*Written request*.
Scale the listing from the line with "with long dark" through the line with "[[272, 142, 381, 325]]" and reproduce those lines in full, requests included. Multiply every bounding-box coordinate in the answers by 2.15 and round to whole numbers, halves up, leaving the numbers in the requests and their format samples unchanged.

*Available records*.
— START —
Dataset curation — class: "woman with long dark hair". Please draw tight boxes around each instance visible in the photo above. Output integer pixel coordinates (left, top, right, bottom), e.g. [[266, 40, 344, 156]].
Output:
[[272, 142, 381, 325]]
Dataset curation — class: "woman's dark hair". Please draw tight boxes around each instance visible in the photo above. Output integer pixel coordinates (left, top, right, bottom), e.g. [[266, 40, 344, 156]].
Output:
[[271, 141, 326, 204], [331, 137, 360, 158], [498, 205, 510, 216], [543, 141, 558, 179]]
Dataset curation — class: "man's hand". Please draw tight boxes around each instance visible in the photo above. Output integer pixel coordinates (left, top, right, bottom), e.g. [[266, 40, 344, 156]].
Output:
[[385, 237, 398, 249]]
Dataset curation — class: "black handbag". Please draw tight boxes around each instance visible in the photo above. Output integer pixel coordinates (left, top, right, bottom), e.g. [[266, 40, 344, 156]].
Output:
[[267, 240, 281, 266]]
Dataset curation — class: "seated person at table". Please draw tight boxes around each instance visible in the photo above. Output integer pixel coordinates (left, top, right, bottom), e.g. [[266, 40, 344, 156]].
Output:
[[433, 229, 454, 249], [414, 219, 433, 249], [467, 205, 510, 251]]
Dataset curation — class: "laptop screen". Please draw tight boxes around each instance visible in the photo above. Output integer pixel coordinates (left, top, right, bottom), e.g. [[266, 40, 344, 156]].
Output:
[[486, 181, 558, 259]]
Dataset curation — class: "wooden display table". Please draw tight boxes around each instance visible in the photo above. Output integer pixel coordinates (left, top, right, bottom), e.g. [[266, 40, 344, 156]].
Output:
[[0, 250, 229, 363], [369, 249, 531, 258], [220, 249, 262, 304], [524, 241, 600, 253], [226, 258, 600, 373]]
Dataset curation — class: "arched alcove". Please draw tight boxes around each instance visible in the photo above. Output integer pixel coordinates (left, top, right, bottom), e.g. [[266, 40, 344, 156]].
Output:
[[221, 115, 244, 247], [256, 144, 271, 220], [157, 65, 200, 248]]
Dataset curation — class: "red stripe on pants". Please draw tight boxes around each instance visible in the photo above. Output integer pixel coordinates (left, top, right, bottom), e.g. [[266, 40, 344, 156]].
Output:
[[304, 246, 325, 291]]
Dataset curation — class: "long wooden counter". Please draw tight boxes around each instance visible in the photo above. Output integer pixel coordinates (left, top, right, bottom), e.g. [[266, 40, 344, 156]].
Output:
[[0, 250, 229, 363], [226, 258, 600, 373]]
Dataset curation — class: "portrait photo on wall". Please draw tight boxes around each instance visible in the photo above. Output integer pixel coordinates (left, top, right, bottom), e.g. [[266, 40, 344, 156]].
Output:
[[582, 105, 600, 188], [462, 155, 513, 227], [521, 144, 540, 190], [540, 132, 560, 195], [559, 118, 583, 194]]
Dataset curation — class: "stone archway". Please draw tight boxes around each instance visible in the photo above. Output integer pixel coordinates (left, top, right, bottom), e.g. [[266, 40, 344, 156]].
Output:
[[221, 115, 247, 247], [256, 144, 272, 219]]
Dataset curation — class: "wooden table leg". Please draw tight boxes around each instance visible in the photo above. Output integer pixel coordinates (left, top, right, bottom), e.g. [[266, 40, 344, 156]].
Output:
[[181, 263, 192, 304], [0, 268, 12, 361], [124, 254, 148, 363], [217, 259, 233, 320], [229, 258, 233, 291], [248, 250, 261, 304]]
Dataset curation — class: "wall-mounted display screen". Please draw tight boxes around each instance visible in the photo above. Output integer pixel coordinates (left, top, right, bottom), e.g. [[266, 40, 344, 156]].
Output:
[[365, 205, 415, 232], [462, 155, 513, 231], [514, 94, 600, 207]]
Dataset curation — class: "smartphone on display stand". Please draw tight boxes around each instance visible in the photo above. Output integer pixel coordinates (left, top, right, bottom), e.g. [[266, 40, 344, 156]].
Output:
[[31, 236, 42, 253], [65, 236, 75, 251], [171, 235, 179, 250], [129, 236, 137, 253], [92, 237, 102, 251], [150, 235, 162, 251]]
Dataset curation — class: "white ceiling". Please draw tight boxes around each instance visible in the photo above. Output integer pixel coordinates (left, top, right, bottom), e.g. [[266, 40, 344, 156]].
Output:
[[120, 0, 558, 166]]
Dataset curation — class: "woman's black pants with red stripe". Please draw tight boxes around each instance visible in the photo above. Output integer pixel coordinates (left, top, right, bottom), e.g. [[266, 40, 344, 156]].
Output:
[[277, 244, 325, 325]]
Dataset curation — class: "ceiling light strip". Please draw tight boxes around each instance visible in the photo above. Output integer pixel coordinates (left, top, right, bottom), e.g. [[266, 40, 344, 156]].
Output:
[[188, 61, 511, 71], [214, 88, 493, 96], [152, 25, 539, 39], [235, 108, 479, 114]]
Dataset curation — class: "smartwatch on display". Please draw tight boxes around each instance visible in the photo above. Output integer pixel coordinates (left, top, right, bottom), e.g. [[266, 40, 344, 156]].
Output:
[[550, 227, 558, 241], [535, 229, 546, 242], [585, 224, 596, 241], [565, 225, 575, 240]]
— END —
— START —
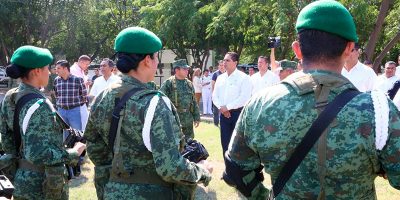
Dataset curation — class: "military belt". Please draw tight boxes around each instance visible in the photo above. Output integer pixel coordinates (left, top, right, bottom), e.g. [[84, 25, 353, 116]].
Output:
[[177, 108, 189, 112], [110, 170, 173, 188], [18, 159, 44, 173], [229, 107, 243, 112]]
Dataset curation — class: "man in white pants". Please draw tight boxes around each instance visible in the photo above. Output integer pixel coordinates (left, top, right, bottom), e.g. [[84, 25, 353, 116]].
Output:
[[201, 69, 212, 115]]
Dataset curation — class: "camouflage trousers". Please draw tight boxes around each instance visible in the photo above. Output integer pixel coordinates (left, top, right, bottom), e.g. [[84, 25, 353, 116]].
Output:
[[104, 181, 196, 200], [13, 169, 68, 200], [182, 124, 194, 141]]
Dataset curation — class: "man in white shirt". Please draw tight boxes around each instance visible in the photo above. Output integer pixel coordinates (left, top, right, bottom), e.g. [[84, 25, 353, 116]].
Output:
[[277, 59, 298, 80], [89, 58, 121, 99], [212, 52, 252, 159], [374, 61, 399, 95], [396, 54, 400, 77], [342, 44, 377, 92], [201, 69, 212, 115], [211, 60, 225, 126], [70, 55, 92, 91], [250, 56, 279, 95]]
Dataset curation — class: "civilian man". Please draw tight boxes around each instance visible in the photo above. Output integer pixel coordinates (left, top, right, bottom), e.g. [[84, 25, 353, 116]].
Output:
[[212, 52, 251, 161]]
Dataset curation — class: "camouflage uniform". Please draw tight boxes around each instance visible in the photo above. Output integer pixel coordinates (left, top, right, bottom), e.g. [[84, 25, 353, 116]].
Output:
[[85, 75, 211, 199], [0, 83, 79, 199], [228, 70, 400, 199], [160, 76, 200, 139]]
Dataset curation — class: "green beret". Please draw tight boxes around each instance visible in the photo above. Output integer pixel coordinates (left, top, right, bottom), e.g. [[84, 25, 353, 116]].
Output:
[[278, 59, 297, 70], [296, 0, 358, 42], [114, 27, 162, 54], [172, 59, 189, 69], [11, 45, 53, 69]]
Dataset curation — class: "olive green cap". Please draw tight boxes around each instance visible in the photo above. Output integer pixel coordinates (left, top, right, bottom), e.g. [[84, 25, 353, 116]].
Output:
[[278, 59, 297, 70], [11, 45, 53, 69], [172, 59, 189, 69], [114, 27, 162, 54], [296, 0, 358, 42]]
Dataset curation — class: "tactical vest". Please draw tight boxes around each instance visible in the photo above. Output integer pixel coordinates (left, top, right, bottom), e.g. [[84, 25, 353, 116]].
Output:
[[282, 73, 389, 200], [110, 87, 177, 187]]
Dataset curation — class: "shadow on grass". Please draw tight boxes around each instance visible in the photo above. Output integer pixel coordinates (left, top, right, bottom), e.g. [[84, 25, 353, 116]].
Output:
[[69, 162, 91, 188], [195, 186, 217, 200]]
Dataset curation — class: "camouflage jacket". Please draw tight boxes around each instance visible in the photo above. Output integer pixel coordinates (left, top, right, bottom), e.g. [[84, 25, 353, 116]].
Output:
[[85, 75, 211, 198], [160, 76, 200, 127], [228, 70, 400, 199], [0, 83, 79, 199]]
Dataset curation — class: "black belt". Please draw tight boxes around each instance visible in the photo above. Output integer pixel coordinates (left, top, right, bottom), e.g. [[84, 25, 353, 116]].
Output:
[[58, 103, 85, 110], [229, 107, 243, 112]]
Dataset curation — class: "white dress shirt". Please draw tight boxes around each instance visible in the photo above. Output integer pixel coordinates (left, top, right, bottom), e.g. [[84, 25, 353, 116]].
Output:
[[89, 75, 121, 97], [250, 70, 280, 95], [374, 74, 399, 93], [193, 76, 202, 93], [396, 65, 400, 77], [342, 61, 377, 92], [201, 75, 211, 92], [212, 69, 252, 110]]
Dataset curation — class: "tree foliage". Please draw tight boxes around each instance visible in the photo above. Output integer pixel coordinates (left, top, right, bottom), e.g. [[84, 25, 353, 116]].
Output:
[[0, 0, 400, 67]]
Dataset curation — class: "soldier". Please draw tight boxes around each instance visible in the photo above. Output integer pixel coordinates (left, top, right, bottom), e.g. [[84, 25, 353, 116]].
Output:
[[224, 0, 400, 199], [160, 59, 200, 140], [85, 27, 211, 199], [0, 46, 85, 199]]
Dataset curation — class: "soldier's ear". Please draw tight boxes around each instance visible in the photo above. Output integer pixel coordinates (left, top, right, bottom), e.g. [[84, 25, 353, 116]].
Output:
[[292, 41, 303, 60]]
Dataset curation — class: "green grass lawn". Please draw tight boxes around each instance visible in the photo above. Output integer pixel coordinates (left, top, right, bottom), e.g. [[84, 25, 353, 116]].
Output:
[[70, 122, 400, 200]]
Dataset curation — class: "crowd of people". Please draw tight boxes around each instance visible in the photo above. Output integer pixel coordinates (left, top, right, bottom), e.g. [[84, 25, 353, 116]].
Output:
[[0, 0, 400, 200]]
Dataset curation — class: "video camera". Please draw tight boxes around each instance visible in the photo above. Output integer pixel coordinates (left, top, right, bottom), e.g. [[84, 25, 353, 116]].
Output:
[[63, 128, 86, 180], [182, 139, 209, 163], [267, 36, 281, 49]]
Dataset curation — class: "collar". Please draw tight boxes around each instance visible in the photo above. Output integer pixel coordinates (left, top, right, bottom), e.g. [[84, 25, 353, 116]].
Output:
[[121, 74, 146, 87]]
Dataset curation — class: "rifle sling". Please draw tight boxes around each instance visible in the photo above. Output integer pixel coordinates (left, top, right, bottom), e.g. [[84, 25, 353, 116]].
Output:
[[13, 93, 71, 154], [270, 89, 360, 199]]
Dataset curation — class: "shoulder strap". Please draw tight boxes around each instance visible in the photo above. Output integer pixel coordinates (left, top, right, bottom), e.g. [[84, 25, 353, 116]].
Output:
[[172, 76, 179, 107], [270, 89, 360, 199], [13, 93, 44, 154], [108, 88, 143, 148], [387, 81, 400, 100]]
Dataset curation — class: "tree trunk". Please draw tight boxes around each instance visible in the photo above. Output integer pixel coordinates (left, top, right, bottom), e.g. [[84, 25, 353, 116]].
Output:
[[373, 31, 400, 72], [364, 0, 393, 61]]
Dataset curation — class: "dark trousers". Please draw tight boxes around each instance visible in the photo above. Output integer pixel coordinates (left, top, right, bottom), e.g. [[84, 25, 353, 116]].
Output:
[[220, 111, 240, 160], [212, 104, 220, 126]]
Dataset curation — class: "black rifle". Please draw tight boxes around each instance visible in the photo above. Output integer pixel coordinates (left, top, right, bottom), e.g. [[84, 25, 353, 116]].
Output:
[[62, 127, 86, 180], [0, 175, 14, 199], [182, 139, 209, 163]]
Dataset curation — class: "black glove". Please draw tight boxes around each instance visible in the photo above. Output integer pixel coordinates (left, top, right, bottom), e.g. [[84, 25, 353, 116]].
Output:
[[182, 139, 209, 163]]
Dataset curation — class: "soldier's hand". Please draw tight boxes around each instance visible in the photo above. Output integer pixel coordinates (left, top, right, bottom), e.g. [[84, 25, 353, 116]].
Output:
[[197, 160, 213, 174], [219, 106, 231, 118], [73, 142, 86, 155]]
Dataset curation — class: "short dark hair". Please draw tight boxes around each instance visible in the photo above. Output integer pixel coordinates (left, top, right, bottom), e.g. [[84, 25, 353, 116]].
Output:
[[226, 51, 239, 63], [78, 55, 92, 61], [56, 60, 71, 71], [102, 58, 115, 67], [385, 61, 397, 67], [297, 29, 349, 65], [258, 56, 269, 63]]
— END —
— START —
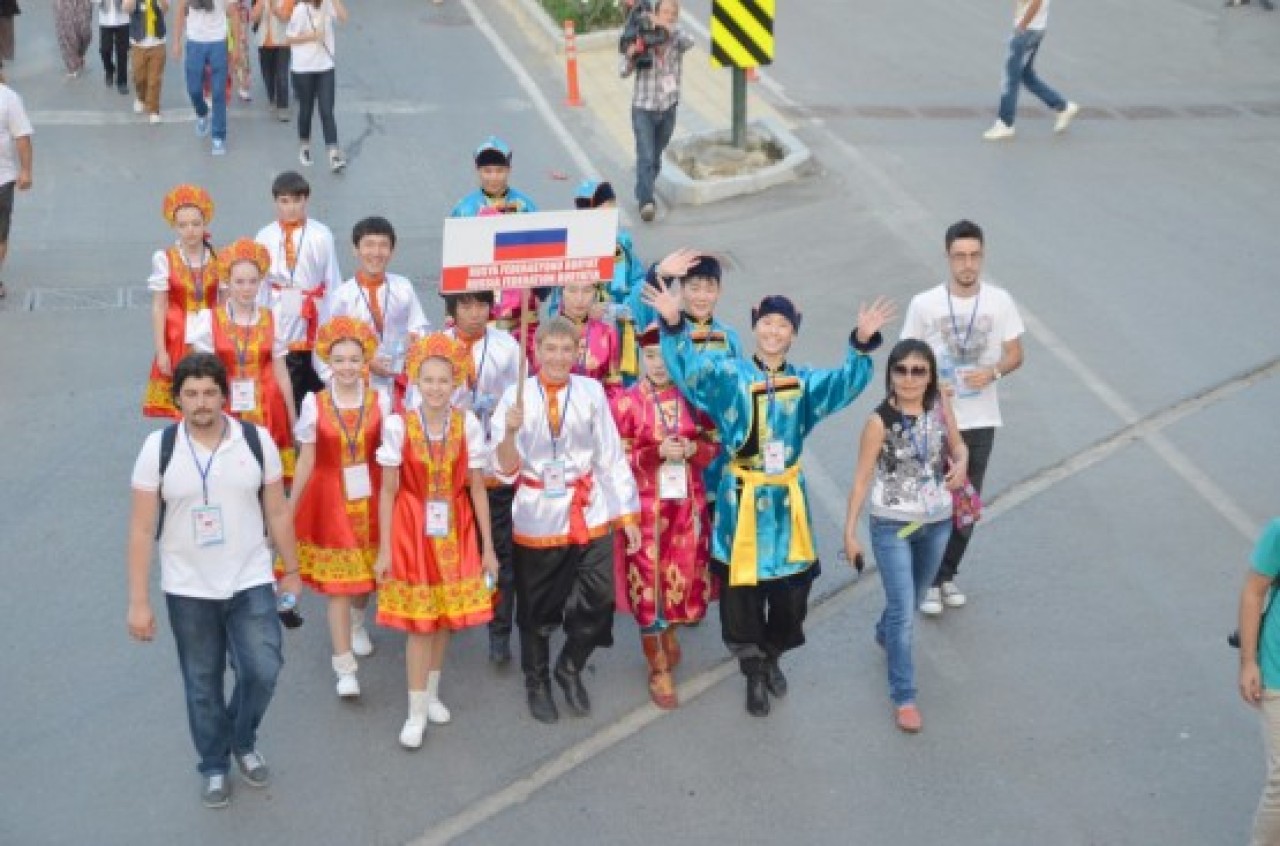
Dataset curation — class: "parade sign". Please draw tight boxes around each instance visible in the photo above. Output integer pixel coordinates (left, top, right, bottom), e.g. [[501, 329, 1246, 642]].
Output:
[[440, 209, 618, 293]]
— END —
*Response to this exercise*.
Dataset curation — class: "woman with long dark hair". Please draw tight boxes around each instance visible in the photo above. Output integer pixel coordinates (left, top, right, bottom), e.g. [[266, 40, 344, 156]].
Output:
[[585, 305, 819, 699]]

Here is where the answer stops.